TEXTO SELECIONADO

○ ○ ○ ○

A estabilidade é a garantia de permanência no serviço público outorgada ao servidor que preencher os requisitos necessários previstos em lei. É instituto alçado a patamar constitucional (art. 41 da CF/88) que tem por objetivo propiciar, ao ocupante de cargo público de provimento efetivo, as condições necessárias para o regular desempenho de suas atribuições, sem ingerências de natureza política ou pressões de grupos econômicos. Busca-se, desta forma, evitar qualquer tipo de coação que possa afastar o servidor público da necessária observância ao princípio da impessoalidade que rege a Administração Pública.

Semelhante garantia também foi concedida aos juízes e aos membros do Ministério Público − sendo chamada, nestes casos, de vitaliciedade (art. 95, inciso I, da CF/88) −, os quais, por força de se submeterem a maiores pressões, possuem, ainda, as prerrogativas constitucionais da inamovibilidade e da irredutibilidade de subsídio (art. 95, incisos II e III, da CF/88).

Ambas (estabilidade e vitaliciedade) são, portanto, garantias contra possíveis arbitrariedades do Estado (e de seus administradores), de sorte que tanto o servidor público quanto o juiz e o membro do Ministério Público possam desempenhar as respectivas funções públicas com relativa independência.

Registre-se que, embora pertencentes a um mesmo gênero, vitaliciedade e estabilidade diferem em alguns pontos. A começar pelo prazo constitucionalmente previsto para a aquisição de cada uma delas. Enquanto para a estabilidade se requer o decurso do prazo de três anos de efetivo exercício no cargo, para a vitaliciedade se requer o decurso de apenas dois anos. Além disso, os detentores da vitaliciedade (magistrados e membros do Ministério Público) somente podem vir a experimentar a perda do cargo por força de sentença judicial transitada em julgado. Já o servidor estável pode ter seu vínculo funcional rompido nas seguintes hipóteses: i) sentença judicial transitada em julgado; ii) processo administrativo com ampla defesa; iii) reprovação em avaliação periódica de desempenho, assegurada a ampla defesa; iv) excesso de despesa com pagamento de pessoal, nos termos do que dispõe o art. 169, §4º, da CF/88.

○ ○ ○ ○

TRECHOS DE DADOS

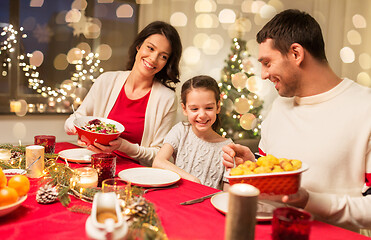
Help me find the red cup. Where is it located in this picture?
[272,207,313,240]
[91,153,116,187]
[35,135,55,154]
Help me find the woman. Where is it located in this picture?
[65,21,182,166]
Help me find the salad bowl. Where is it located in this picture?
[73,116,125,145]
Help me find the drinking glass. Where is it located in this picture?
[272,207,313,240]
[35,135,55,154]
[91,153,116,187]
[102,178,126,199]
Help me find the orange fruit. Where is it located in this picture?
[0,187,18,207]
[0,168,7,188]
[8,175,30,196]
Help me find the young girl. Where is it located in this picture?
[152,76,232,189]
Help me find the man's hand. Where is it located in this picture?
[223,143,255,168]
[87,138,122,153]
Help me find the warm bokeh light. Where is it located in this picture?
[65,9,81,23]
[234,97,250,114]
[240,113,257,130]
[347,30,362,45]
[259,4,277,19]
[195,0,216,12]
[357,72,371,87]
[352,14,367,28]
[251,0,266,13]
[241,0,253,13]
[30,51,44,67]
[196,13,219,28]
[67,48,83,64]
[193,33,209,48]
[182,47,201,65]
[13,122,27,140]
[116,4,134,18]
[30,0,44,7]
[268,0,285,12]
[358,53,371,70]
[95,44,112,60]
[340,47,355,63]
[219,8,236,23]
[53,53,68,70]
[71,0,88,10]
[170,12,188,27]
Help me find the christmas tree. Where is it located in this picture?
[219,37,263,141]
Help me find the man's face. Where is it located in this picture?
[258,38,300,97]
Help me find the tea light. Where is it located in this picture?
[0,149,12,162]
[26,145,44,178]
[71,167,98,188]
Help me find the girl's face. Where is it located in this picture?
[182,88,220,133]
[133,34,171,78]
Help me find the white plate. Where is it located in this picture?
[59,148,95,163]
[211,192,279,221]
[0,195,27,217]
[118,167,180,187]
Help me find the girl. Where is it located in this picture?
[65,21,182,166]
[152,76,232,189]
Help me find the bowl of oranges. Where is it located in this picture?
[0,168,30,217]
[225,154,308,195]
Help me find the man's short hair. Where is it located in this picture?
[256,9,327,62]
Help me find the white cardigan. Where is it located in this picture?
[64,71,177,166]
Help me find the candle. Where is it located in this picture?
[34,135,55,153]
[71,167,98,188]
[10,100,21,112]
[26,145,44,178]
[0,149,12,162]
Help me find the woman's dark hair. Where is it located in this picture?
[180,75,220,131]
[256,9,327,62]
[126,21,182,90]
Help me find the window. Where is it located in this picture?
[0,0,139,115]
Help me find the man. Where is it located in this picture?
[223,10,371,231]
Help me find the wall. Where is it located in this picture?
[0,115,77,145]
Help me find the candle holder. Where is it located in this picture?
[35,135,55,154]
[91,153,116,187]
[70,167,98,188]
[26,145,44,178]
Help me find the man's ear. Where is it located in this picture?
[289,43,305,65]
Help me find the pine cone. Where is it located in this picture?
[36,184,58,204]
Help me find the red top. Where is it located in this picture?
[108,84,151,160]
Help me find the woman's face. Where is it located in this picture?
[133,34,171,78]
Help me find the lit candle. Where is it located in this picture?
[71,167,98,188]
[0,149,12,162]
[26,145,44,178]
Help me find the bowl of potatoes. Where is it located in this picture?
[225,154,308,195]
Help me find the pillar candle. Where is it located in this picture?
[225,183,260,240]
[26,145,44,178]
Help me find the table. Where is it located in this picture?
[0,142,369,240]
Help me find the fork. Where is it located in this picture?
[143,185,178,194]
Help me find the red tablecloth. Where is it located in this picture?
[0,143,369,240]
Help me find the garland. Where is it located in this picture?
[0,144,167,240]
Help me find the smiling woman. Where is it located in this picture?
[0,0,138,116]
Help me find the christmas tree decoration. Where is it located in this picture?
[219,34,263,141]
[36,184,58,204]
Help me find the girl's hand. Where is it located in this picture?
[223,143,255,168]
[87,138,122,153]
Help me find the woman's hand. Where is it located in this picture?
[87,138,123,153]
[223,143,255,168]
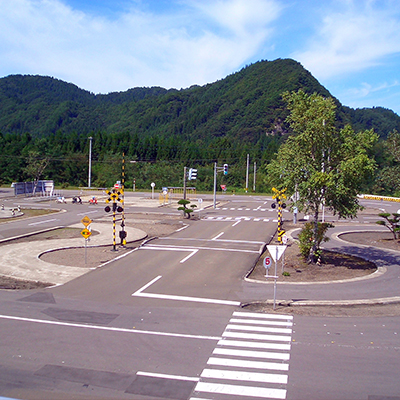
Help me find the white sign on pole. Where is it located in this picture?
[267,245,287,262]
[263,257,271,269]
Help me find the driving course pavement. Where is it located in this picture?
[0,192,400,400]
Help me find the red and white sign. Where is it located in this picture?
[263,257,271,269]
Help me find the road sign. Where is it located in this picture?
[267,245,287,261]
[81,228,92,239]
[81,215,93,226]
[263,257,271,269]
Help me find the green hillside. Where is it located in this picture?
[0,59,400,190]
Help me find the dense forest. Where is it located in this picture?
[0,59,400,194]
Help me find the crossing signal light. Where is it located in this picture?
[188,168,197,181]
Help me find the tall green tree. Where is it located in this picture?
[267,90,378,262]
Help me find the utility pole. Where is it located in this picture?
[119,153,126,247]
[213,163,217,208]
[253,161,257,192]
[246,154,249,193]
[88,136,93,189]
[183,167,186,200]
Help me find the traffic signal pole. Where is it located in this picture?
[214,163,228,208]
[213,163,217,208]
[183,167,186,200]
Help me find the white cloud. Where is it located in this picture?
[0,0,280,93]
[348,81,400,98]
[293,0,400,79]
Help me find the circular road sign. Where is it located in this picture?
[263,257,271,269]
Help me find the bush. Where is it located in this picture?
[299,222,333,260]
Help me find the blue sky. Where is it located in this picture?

○ ○ ○ ○

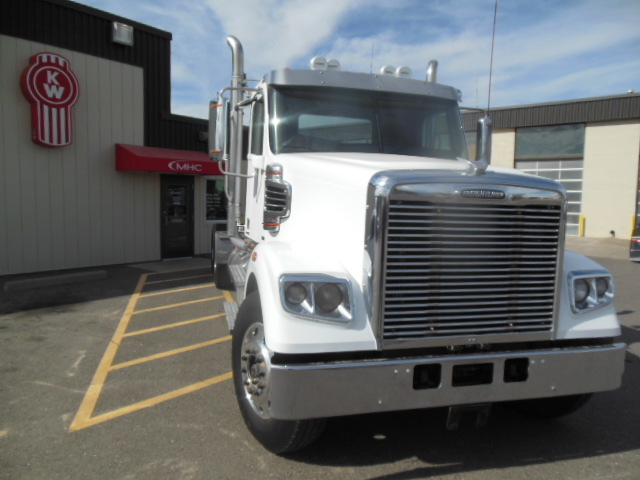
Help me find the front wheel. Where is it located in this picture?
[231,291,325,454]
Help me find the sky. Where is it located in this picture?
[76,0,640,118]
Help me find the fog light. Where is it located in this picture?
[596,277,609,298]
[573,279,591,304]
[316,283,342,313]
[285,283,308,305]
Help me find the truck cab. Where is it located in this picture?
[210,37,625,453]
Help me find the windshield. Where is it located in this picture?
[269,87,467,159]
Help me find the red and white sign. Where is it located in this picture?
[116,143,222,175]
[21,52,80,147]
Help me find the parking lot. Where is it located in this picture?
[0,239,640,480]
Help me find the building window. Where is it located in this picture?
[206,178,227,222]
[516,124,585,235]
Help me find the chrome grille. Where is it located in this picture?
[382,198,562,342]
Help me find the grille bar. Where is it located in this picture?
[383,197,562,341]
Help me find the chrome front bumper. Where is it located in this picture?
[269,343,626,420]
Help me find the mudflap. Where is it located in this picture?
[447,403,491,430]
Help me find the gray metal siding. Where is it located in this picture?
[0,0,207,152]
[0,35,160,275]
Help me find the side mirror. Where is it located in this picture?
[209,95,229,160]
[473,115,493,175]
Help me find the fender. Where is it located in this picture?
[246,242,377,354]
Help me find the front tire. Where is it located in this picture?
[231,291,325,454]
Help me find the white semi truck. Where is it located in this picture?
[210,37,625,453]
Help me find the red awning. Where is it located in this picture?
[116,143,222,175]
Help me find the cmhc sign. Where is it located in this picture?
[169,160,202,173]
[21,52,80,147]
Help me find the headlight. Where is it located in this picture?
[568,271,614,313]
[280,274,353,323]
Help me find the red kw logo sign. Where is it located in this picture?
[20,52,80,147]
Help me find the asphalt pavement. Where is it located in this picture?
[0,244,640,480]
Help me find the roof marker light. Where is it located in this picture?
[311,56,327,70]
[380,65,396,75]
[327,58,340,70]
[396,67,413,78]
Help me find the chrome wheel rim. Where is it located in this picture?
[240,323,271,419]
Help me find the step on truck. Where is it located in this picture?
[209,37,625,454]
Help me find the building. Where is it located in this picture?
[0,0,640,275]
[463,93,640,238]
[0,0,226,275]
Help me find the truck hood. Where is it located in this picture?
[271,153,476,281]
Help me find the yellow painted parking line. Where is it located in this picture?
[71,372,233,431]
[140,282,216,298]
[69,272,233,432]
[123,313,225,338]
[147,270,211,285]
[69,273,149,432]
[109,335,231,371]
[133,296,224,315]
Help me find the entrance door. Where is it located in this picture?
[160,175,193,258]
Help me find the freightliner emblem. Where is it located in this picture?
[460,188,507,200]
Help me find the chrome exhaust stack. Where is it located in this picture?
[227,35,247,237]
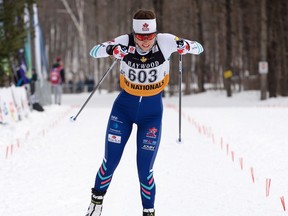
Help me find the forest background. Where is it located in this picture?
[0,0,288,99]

○ ○ ○ ○

CONJUNTO DE TAREFAS
1. Liste todas as hipóteses em que, segundo o texto sobre estabilidade e vitaliciedade, o servidor estável pode ter seu vínculo funcional rompido.
2. Extraia do texto sobre estabilidade e vitaliciedade, sem nenhuma alteração, o trecho que se inicia com as palavras que contêm "Ambas (estabilidade e" e se encerra com "com relativa independência.".
3. Continue o texto sobre estabilidade e vitaliciedade a partir do ponto em que ele termina.

RESPOSTAS
1.
i) sentença judicial transitada em julgado;
ii) processo administrativo com ampla defesa;
iii) reprovação em avaliação periódica de desempenho, assegurada a ampla defesa;
iv) excesso de despesa com pagamento de pessoal, nos termos do que dispõe o art. 169, §4º, da CF/88.

2.
Ambas (estabilidade e vitaliciedade) são, portanto, garantias contra possíveis arbitrariedades do Estado (e de seus administradores), de sorte que tanto o servidor público quanto o juiz e o membro do Ministério Público possam desempenhar as respectivas funções públicas com relativa independência.

3.
A par das distinções apontadas, importa reconhecer que a estabilidade, assim como a vitaliciedade, se constituem em garantias não apenas para o próprio servidor público, mas também para a Administração Pública e, em última análise, para toda a sociedade, na medida em que asseguram a autonomia, a impessoalidade e a imparcialidade na atuação funcional destes agentes públicos.

Relativamente à estabilidade no serviço público, convém ressaltar que a aquisição de tal garantia depende do preenchimento, pelo servidor, de determinados requisitos, quais sejam a aprovação em concurso público, a nomeação para cargo de provimento efetivo, o exercício das funções pelo prazo de três anos e a avaliação especial de desempenho por comissão instituída para essa finalidade (art. 41, §4º, da CF/88, incluído pela EC 19/1998).

Depois de longos debates doutrinários e jurisprudenciais, o Superior Tribunal de Justiça pacificou o entendimento de que o prazo de estágio probatório dos servidores públicos deve observar a alteração promovida pela EC 19/1998, que aumentou para três anos o lapso temporal para aquisição da estabilidade no serviço público, tendo em vista que, embora reconhecida a distinção entre os institutos da estabilidade e do estágio probatório, não há como negar que ambos se encontram associados de modo intrínseco (MS 12.523/DF, Rel. Ministro FELIX FISCHER, TERCEIRA SEÇÃO, julgado em 22/04/2009, DJe 18/08/2009).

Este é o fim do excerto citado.